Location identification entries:
Begin
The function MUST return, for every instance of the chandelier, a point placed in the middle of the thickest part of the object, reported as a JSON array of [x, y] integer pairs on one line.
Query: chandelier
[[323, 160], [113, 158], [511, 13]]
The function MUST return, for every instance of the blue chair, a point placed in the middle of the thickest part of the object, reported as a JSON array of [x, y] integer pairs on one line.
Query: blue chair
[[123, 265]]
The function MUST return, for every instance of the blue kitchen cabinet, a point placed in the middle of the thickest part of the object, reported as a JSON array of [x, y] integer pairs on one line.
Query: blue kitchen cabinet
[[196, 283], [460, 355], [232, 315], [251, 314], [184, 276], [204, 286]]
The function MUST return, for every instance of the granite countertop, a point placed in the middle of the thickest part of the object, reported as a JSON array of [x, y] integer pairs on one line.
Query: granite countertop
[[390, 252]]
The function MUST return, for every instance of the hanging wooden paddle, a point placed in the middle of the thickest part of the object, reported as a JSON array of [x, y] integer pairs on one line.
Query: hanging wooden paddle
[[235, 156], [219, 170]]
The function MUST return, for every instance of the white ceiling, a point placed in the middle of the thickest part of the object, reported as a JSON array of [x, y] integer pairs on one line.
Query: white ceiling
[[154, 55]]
End
Begin
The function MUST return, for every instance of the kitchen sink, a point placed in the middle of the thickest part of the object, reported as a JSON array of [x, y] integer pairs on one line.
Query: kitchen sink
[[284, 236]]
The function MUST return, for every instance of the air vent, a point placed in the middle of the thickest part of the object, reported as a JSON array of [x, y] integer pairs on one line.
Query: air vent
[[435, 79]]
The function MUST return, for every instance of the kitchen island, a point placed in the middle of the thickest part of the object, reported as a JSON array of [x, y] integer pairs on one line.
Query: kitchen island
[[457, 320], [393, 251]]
End
● WHAT THE EXERCISE ASKS
Copy out, unchanged, the lines running from the one containing "the chandelier, a" down to the one containing "[[323, 160], [113, 158], [511, 13]]", both included.

● THE ANSWER
The function MUST return, for every instance of the chandelier, a point placed in the middle of the thickest part of the object, reported as a JSON array of [x, y] integer pairs on one line.
Query: chandelier
[[323, 160], [113, 158], [511, 13]]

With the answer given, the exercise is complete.